» Instructions for the task
Please reproduce the listing below word for word, keeping every line and character unchanged.

---+---

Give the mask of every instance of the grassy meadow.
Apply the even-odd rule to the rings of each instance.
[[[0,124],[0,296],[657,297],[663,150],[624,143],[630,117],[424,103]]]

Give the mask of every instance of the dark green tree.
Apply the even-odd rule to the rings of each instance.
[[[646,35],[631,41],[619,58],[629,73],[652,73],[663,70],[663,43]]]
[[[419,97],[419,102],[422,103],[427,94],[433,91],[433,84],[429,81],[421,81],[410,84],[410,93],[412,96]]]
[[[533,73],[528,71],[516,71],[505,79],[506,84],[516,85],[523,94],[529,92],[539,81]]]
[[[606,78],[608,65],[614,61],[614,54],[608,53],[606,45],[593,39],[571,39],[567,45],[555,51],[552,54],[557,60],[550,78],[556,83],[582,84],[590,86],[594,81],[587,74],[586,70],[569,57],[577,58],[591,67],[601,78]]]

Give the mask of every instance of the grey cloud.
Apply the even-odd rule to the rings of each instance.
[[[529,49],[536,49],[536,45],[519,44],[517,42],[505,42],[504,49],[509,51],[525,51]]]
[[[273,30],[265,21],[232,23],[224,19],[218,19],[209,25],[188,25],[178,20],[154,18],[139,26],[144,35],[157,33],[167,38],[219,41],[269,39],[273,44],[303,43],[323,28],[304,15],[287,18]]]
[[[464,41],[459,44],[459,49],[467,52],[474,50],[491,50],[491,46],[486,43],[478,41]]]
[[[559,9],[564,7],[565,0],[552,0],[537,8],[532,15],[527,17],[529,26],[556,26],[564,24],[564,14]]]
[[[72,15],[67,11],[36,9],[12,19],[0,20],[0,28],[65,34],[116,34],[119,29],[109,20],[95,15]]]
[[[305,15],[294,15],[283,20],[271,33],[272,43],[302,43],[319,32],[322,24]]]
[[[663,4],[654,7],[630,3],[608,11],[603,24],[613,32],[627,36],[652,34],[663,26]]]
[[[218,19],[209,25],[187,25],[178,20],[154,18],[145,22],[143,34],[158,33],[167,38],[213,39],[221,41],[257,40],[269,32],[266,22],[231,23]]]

---+---

» Response to the exercise
Give the mask of every instance of the grassy meadow.
Apply the even-odd rule to the rings of each instance.
[[[0,124],[0,296],[657,297],[663,150],[624,143],[630,117],[424,103]]]

Give the mask of every instance of the dark green tree.
Apply the even-odd rule to the rings of each instance.
[[[646,35],[631,41],[619,58],[629,73],[652,73],[663,70],[663,43]]]
[[[419,97],[419,102],[422,103],[427,94],[433,91],[433,84],[429,81],[421,81],[410,84],[410,93],[412,96]]]
[[[533,73],[528,71],[516,71],[505,79],[506,84],[516,85],[523,94],[529,92],[539,81]]]
[[[606,78],[608,65],[614,61],[614,54],[608,53],[606,45],[593,39],[571,39],[567,45],[555,51],[552,54],[557,60],[550,78],[556,83],[582,84],[590,86],[594,81],[587,74],[586,70],[569,57],[577,58],[591,67],[601,78]]]

Give the mask of every instance of the grey cloud.
Apply the even-odd rule to the rings of each instance.
[[[529,49],[536,49],[536,45],[519,44],[517,42],[505,42],[504,49],[509,51],[525,51]]]
[[[273,30],[265,21],[232,23],[224,19],[218,19],[209,25],[188,25],[178,20],[154,18],[139,26],[144,35],[157,33],[167,38],[219,41],[269,39],[273,44],[303,43],[323,28],[304,15],[287,18]]]
[[[464,41],[459,44],[459,49],[467,52],[474,50],[491,50],[491,46],[486,43],[478,41]]]
[[[559,9],[564,7],[565,0],[552,0],[537,8],[532,15],[527,17],[529,26],[556,26],[564,24],[564,14]]]
[[[72,15],[67,11],[36,9],[12,19],[0,20],[0,28],[65,34],[116,34],[119,29],[109,20],[95,15]]]
[[[305,15],[294,15],[283,20],[271,33],[272,43],[302,43],[319,32],[322,24]]]
[[[663,4],[654,7],[630,3],[608,11],[603,24],[613,32],[627,36],[652,34],[663,26]]]
[[[218,19],[209,25],[187,25],[178,20],[154,18],[145,22],[143,34],[158,33],[167,38],[213,39],[221,41],[257,40],[269,32],[266,22],[231,23]]]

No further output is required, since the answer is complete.